EXERCISE INSTRUCTIONS: Identify each line in the listing below that contains the word "bald" and copy those lines. Case counts.

## BEGIN DATASET RECORDS

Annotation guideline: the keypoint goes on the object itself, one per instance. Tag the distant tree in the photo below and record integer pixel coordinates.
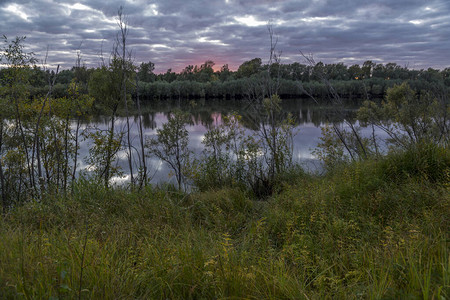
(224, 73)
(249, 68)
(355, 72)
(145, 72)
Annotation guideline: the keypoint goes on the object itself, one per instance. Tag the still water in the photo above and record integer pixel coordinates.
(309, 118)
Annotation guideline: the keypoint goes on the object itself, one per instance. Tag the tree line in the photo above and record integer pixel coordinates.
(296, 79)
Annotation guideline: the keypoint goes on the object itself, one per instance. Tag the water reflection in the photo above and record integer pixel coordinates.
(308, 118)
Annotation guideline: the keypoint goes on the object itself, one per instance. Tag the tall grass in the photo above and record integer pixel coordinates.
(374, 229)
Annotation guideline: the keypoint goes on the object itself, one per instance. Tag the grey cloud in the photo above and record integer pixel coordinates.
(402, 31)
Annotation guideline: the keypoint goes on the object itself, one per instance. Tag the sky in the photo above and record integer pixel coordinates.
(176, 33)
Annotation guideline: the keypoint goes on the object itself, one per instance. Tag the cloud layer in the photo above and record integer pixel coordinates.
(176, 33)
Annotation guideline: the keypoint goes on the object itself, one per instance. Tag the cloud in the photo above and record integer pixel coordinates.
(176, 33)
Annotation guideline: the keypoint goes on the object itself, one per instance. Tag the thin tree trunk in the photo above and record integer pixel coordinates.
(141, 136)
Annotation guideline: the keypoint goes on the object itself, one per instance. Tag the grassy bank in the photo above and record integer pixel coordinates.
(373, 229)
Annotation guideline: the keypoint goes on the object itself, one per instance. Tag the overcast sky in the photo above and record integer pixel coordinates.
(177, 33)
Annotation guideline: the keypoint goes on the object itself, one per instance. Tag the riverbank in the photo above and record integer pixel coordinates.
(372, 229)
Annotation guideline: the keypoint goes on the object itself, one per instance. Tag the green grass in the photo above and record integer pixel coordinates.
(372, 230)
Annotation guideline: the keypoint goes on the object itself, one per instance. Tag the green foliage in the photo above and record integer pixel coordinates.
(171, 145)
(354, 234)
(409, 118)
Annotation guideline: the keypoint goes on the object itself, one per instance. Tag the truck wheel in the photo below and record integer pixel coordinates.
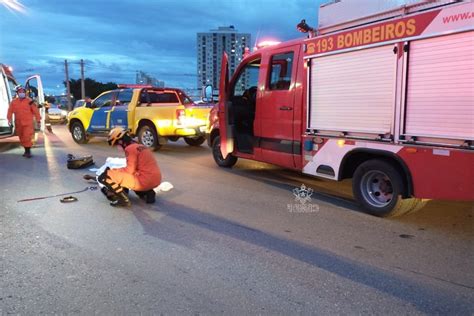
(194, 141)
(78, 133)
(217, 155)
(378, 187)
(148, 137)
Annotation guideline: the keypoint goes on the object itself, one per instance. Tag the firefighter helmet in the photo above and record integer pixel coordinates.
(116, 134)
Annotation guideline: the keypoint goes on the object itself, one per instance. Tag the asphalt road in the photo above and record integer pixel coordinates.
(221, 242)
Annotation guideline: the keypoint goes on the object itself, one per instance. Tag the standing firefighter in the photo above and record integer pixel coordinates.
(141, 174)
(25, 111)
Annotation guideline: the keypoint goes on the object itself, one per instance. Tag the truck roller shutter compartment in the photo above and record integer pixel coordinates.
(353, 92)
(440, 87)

## END DATASET RECORDS
## BEGIN DATASET RECORDS

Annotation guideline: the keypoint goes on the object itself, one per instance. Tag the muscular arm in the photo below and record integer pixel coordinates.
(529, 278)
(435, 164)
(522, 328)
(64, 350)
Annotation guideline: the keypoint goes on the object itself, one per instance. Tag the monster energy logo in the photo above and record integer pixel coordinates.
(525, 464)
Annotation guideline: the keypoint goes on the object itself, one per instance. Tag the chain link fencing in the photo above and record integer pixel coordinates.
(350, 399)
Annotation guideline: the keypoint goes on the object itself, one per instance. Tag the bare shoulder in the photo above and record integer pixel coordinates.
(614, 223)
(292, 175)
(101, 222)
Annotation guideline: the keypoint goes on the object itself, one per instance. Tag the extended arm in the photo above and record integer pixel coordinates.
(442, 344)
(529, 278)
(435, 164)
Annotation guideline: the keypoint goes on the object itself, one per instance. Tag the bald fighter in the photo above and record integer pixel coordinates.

## END DATASET RECORDS
## BEGIN DATASET RECORDS

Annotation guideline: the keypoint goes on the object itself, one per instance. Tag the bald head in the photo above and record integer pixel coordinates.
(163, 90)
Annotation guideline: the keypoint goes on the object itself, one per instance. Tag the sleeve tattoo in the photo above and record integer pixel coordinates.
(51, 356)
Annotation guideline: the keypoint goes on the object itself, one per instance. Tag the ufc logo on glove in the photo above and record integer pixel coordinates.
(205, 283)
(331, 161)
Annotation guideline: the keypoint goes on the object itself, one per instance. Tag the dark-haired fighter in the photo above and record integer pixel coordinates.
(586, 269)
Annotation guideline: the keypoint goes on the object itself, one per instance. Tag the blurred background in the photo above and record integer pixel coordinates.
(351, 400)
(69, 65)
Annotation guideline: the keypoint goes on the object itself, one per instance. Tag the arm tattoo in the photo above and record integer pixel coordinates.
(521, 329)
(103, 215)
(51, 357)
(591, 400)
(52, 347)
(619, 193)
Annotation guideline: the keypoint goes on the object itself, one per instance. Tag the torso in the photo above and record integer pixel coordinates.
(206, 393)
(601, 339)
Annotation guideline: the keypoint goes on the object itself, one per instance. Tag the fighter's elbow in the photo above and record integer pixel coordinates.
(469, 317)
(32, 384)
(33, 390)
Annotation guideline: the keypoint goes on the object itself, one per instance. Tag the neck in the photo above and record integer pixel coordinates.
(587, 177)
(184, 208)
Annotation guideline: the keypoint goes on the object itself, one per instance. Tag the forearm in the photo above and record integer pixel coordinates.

## END DATASET RECORDS

SOLUTION TO THE EXERCISE:
Annotation guideline: the keypoint goes on the object itself, one per instance. Tag the bald fighter in the photo above and record integer pixel coordinates.
Annotation guideline: the keypoint goes on the object itself, one per instance. Tag the bald head in the photo above and record integer pixel coordinates.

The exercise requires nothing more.